• [Vorliegender Textauszug]:
##############################
Anlagenbau & Prozesstechnik

Herstellung eines natürlichen Biostabilisators als Ersatz für Formaldehyd

Nachhaltige und sichere Chemieprodukte- und Prozesse für die Zuckerindustrie

06.06.2023 - Mit der seit Anfang 2023 geltenden EU-Richtlinie über die verpflichtende Nachhaltigkeitsberichterstattung und der Substitutionsprüfung für Gefahrstoffe, steigen auch für Unternehmen in Deutschland die Anforderungen hinsichtlich einer grünen Transformation und sicheren Arbeitsumgebung.

Die ­Chemiebranche sieht sich als einer der energieintensivsten Industriezweige und durch den Einsatz gefährlicher Chemikalien ebenfalls mit den Herausforderungen konfrontiert.
##############################
• [Datenzeilen]:
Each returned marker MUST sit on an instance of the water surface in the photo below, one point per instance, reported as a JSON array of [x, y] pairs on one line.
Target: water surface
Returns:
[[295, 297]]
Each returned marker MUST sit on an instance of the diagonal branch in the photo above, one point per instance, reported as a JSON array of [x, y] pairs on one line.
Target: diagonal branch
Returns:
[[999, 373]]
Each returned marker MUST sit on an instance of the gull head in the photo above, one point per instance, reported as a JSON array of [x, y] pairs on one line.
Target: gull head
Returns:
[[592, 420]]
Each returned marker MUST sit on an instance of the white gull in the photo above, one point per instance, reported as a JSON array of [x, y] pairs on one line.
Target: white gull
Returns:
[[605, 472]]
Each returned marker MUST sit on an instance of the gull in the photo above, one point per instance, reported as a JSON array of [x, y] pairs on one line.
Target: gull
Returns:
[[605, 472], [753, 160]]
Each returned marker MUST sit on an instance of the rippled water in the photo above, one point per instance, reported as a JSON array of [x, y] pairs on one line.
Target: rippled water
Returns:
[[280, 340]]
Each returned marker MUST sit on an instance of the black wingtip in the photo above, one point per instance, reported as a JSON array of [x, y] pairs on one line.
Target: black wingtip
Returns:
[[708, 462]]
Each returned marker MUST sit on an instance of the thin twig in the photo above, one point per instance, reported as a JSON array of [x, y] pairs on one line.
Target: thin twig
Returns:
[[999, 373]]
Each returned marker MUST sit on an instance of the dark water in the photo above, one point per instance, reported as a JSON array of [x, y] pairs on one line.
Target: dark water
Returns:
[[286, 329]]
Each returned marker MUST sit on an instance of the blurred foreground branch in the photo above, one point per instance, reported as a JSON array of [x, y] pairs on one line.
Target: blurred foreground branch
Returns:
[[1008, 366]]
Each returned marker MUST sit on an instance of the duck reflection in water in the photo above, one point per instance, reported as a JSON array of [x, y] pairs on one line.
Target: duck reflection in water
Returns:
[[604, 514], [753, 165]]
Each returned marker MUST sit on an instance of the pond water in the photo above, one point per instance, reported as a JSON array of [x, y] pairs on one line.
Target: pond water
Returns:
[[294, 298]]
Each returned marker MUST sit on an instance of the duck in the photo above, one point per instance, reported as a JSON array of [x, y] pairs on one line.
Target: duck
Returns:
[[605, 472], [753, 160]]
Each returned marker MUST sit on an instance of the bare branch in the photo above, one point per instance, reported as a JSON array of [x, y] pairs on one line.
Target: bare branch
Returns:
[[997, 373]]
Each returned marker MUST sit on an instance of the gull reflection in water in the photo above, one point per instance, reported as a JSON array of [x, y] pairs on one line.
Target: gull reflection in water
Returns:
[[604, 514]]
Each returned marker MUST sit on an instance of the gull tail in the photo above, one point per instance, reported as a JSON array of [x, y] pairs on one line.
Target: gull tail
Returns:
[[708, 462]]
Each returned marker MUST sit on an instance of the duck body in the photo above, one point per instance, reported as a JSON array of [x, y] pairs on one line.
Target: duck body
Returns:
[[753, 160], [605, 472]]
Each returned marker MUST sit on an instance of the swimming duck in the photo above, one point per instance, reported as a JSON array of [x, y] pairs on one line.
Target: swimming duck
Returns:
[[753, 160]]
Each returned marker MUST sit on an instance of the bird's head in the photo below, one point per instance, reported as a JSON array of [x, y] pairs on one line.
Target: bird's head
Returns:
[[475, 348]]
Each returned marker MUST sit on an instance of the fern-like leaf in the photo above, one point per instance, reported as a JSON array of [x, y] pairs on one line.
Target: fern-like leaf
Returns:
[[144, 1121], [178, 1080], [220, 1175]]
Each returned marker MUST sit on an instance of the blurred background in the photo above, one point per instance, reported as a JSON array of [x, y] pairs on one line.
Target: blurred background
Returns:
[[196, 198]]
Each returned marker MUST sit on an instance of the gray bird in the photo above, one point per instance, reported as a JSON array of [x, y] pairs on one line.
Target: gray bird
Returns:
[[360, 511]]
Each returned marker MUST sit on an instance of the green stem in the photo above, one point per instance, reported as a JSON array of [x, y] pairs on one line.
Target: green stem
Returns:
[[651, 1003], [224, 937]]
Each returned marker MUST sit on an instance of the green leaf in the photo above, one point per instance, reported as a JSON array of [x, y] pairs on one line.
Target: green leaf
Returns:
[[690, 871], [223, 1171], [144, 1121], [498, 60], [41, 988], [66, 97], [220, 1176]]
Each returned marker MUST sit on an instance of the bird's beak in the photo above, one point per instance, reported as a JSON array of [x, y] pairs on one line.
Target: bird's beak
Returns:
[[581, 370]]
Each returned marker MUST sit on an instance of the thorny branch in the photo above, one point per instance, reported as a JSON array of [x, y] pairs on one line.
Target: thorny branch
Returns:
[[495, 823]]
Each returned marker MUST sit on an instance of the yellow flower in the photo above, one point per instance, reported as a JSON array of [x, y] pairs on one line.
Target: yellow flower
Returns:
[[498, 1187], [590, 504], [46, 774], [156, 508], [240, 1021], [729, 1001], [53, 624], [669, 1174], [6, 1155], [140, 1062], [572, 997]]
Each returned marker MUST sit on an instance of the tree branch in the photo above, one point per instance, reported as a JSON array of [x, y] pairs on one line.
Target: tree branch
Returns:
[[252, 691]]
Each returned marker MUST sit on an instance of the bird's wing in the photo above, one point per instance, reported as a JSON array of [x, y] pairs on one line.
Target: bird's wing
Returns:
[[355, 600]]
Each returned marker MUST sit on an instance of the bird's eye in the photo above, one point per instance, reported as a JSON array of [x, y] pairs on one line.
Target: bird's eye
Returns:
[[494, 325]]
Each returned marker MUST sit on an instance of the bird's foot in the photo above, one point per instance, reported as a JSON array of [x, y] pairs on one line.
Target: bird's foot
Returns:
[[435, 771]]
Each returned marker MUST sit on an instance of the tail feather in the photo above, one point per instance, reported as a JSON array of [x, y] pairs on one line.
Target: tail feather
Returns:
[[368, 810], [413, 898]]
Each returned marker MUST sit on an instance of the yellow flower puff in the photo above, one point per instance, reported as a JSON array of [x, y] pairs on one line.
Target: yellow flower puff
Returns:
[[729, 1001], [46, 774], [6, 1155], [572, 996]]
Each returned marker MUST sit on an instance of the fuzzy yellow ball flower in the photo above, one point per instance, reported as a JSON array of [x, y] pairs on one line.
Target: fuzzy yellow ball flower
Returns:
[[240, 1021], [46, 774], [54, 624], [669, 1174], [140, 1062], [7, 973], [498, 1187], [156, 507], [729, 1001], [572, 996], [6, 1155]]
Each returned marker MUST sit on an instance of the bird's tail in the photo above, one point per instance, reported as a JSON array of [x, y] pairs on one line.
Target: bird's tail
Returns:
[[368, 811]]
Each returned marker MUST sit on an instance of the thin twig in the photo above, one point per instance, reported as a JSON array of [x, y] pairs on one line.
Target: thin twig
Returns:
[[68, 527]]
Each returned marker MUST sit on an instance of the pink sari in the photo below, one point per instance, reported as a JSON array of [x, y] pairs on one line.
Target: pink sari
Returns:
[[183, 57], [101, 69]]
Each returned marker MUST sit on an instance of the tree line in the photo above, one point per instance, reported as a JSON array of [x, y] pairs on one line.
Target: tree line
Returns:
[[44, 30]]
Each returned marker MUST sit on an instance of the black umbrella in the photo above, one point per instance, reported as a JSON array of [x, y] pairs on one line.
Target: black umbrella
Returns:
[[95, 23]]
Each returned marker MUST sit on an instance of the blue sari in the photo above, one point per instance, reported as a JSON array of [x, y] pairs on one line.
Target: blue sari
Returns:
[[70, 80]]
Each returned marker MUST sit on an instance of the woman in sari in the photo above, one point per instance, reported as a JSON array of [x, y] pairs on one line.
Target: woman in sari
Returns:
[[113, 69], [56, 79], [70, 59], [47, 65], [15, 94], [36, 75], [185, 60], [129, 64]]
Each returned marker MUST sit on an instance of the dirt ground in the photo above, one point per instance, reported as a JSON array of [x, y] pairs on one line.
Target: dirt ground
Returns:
##############################
• [Aufgabe 1]: Seit wann gilt laut dem Artikel über den Biostabilisator die EU-Richtlinie über die verpflichtende Nachhaltigkeitsberichterstattung?
• [Aufgabe 2]: Gib aus dem Artikel über den Biostabilisator den Abschnitt wortgetreu aus, der mit „Die ­Chemiebranche sieht“ beginnt und bis einschließlich „den Herausforderungen konfrontiert.“ reicht.
• [Aufgabe 3]: Führe den Artikel über den Biostabilisator im Anschluss an seinen letzten Satz weiter.

• [Endgültige Antwort 1]: Seit Anfang 2023.

• [Endgültige Antwort 2]:
Die ­Chemiebranche sieht sich als einer der energieintensivsten Industriezweige und durch den Einsatz gefährlicher Chemikalien ebenfalls mit den Herausforderungen konfrontiert.

• [Endgültige Antwort 3]:
Trotz der Inflation und steigenden Preisen nimmt das Thema Nachhaltigkeit im gesellschaftlichen Diskurs weiter an Fahrt auf. Die Entwicklung nachhaltiger Produkte und alternativer Einsatzstoffe sowie eine Verbesserung bestehender Prozesse werden unumgänglich.

Bei der Lebensmittelproduktion können Schadstoffe vorkommen, die sowohl den Prozess als auch das Endprodukt negativ beeinträchtigen. So wird in Zuckerfabriken während des Herstellungsprozesses häufig Formalde­hyd eingesetzt, um Bakterien zu bekämpfen und die Milchsäureentwicklung zu kontrollieren. Bei Formaldehyd handelt es sich um eine hochgiftige Chemikalie, die zu Problemen bei der Handhabung am Arbeitsplatz und der Gesundheit der Mitarbeitenden führt. Ein alternativer Einsatzstoff wurde benötigt, um die bestehenden Risiken zu minimieren und die toxische Belastung der Umwelt zu reduzieren.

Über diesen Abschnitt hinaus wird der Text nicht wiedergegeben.